=== Excerpted passage ===
- - -
Over the years there were a number of refinements to the aircraft. The original hydraulic gear and flap actuation system was redesigned in 1968 introducing electric flaps. In 1969, the FAA issued Type Certificate A18CE and the aircraft built under that design were designated the "A" series "Super Vikings". Aside from refinements already made to late Viking 300 models, the new 300A Vikings (17-30A, 17-31A and 17-31ATC) had a gross weight increase to 3,325 lbs. The original complex fuel system with five tanks and two fuel selectors allowing eight possible combinations of selector settings was simplified to a left, right and auxiliary system in 1974. After several years of financial losses, Viking sales became profitable again in 1978. In 1979, Continental-powered Vikings sported a fully enclosed nosewheel thanks to a redesign of the engine mount. This necessitated the use of cowl flaps for the first time on the Viking but resulted in a 12 mph increase. In 1979 production of the Lycoming-powered 17-31A ceased. In 1996, the Continental IO-550 was made available as an option.

Since 2002, the company has been operated by a group of six Bellanca enthusiasts who bought the company from the state of Minnesota and established Alexandria Aircraft Co. LLC. They provide technical support and parts to owners and A&Ps in the field. They have sold one new aircraft, manufactured in 2005.

The aircraft fuselage is constructed from tubular steel overlaid with fabric, while the wings are fashioned from spruce with a plywood skin.

Bill Cox, an aviation journalist at Plane and Pilot Magazine commented regarding the flying qualities of Vikings that they "have long been famous for control response and harmony that seems almost psychic in nature", and asserted, "Owners almost unanimously pronounce the Viking the best handling airplane they've ever flown."
- - -
(Referring expression pointing data)
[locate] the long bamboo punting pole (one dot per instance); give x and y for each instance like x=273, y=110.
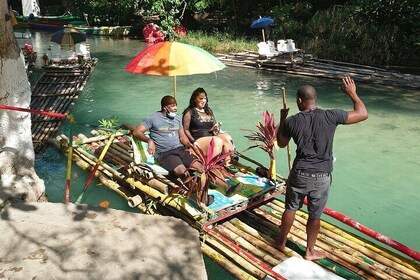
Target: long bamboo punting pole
x=246, y=245
x=276, y=254
x=368, y=249
x=225, y=248
x=333, y=248
x=69, y=162
x=261, y=265
x=374, y=234
x=289, y=159
x=298, y=236
x=220, y=259
x=92, y=174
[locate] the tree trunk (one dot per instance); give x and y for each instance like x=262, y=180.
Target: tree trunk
x=17, y=175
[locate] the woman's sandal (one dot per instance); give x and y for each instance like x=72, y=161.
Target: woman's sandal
x=234, y=189
x=231, y=168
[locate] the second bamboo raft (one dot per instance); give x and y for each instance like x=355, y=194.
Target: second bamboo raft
x=244, y=243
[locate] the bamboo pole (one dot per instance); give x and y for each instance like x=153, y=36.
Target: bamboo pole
x=339, y=257
x=244, y=263
x=69, y=161
x=261, y=238
x=289, y=159
x=221, y=260
x=387, y=260
x=370, y=246
x=243, y=243
x=294, y=237
x=278, y=255
x=342, y=250
x=87, y=183
x=87, y=165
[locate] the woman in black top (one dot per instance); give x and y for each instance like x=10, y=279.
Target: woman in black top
x=201, y=126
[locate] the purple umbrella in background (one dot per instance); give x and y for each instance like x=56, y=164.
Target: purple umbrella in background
x=262, y=23
x=68, y=36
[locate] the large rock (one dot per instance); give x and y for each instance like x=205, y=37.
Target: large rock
x=55, y=241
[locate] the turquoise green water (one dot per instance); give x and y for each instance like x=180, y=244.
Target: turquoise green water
x=376, y=176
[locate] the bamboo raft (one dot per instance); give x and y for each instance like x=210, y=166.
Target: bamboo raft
x=241, y=238
x=313, y=67
x=56, y=90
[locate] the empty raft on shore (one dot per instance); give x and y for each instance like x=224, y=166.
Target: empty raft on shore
x=56, y=91
x=239, y=231
x=313, y=67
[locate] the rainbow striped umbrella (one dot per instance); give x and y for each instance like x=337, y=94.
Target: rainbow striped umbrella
x=174, y=59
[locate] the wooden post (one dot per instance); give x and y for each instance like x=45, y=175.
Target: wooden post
x=289, y=160
x=175, y=87
x=69, y=161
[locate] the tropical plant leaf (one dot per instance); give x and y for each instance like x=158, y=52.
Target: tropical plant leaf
x=265, y=137
x=212, y=170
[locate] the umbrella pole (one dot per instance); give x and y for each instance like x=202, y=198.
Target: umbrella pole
x=175, y=87
x=289, y=157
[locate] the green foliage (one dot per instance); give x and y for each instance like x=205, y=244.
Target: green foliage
x=212, y=170
x=110, y=123
x=168, y=11
x=101, y=12
x=219, y=43
x=108, y=126
x=265, y=137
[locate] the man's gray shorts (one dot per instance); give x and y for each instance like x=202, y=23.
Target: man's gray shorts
x=314, y=186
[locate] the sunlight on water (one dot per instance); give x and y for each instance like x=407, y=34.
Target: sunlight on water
x=376, y=173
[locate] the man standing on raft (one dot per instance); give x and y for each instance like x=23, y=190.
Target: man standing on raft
x=312, y=129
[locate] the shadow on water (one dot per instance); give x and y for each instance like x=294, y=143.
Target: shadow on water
x=376, y=168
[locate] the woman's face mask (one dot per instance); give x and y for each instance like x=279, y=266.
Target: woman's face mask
x=169, y=113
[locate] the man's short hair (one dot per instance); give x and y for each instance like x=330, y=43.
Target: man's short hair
x=306, y=93
x=167, y=100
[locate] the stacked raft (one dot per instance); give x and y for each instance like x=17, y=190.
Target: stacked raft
x=308, y=66
x=57, y=90
x=238, y=234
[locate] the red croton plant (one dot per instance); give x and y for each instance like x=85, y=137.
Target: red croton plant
x=265, y=139
x=212, y=171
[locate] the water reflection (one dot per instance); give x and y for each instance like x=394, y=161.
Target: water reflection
x=376, y=172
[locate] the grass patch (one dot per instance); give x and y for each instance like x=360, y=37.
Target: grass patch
x=219, y=43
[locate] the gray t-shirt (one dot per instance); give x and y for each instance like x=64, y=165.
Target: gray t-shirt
x=163, y=131
x=313, y=132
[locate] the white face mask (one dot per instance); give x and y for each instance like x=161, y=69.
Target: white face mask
x=170, y=114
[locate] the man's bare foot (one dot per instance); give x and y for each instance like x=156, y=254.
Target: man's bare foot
x=316, y=255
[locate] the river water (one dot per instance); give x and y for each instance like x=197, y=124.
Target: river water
x=376, y=176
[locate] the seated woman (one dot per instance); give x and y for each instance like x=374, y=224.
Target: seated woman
x=201, y=127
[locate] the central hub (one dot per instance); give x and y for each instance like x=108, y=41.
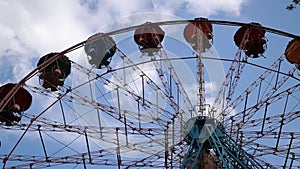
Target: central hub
x=199, y=129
- - -
=== Activity list ===
1. Echo the part of the Viking aircraft passage starting with "Since 2002, the" and going on through "a plywood skin.".
2. Give what comes next in the passage on the Viking aircraft, picking up after its final sentence.
The rows are separate material with no connection to the passage on the Viking aircraft.

=== Responses to the exercise ===
1.
Since 2002, the company has been operated by a group of six Bellanca enthusiasts who bought the company from the state of Minnesota and established Alexandria Aircraft Co. LLC. They provide technical support and parts to owners and A&Ps in the field. They have sold one new aircraft, manufactured in 2005.

The aircraft fuselage is constructed from tubular steel overlaid with fabric, while the wings are fashioned from spruce with a plywood skin.

2.
In 2022, the company moved to Sulphur, OK. The company now operates in Washington, Oklahoma under the name Bellanca Aircraft, Inc.

==Variants==
- 17-30 Viking 300
  Four-seat light cabin aircraft, powered by a 224-kW (300-hp) Continental IO-520-K piston engine.
- 17-31 Viking 300
  Four-seat light cabin aircraft, powered by a 224-kW (300-hp) Lycoming IO-540 piston engine.
- 17-31TC Viking 300
  Four-seat light cabin aircraft, powered by a 224-kW (300-hp) Lycoming IO-540 piston engine, the aircraft is fitted with turbocharger.
- 17-30A Super Viking 300A
  Four-seat light cabin aircraft, powered by a 224-kW (300-hp) Continental IO-520-K piston engine.
- 17-31A Super Viking 300A
  Four-seat light cabin aircraft, powered by a 224-kW (300-hp) Lycoming IO-540-K1E5 piston engine.
- 17-31ATC Turbo Super Viking 300A
  Four-seat light cabin aircraft, powered by a 224-kW (300-hp) Lycoming IO-540-K1E5 piston engine, the aircraft is fitted with two Rajay turbochargers.